### Exercise description
Please find each line in the data below that contains the word "wooden", and copy those lines.

### Items
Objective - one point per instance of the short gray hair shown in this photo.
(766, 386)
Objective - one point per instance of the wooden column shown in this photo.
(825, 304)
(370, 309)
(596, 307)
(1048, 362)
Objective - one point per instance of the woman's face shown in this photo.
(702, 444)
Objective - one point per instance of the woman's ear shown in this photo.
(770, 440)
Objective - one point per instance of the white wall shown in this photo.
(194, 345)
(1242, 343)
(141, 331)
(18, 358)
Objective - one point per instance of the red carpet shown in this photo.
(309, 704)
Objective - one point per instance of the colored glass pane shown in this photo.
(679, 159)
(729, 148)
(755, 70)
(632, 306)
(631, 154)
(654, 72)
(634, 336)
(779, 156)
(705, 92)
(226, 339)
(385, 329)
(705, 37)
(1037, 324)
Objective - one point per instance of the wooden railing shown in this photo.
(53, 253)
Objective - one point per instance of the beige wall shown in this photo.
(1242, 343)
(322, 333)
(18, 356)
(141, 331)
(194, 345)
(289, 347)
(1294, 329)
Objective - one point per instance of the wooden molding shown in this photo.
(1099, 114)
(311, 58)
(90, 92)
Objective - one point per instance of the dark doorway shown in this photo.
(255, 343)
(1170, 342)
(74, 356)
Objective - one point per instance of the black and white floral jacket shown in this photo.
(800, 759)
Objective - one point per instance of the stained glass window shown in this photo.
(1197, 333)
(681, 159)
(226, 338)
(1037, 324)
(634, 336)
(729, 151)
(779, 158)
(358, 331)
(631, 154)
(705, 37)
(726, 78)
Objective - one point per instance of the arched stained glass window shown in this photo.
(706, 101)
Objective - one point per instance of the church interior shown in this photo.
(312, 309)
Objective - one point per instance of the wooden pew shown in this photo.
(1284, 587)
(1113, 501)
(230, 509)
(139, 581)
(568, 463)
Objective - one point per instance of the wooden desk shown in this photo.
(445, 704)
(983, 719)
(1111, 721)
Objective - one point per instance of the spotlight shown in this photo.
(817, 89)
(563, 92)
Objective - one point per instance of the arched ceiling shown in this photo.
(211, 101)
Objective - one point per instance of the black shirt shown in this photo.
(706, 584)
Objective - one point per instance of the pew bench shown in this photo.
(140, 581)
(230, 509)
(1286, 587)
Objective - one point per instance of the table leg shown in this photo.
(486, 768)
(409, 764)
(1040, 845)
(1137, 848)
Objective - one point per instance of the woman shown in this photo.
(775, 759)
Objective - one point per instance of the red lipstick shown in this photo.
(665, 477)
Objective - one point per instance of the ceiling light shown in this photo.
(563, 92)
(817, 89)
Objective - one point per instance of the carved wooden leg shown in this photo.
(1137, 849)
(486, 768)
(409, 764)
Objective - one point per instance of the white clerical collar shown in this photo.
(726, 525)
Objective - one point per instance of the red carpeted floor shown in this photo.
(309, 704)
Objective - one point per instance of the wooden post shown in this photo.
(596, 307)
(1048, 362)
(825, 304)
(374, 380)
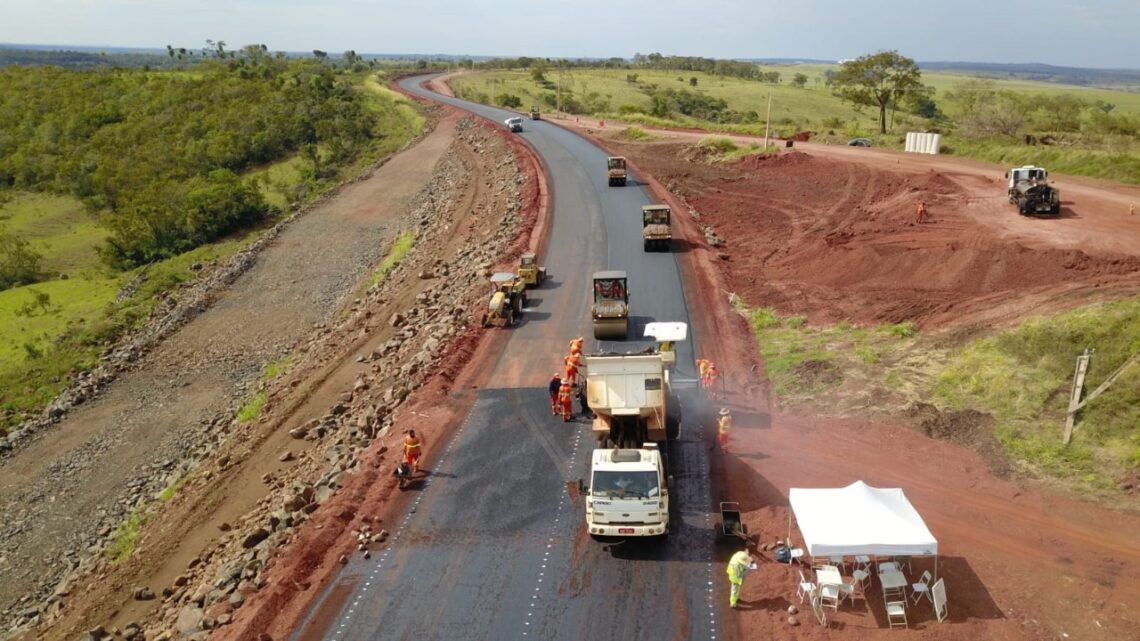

### Solved problem
Objective - one point per instance of the wooden column shown in this photo.
Objective - one point per instance of the wooden railing shown in this photo.
Objective - one point per instance of the wooden molding shown in this photo.
Objective - one point per instance of the wooden pew shown in this photo.
Objective - one point per instance of the wooden desk shown in this photo.
Objective - one point per instance of the carved wooden leg shown in this photo.
Objective - one point per instance of the wooden post shown in this photo.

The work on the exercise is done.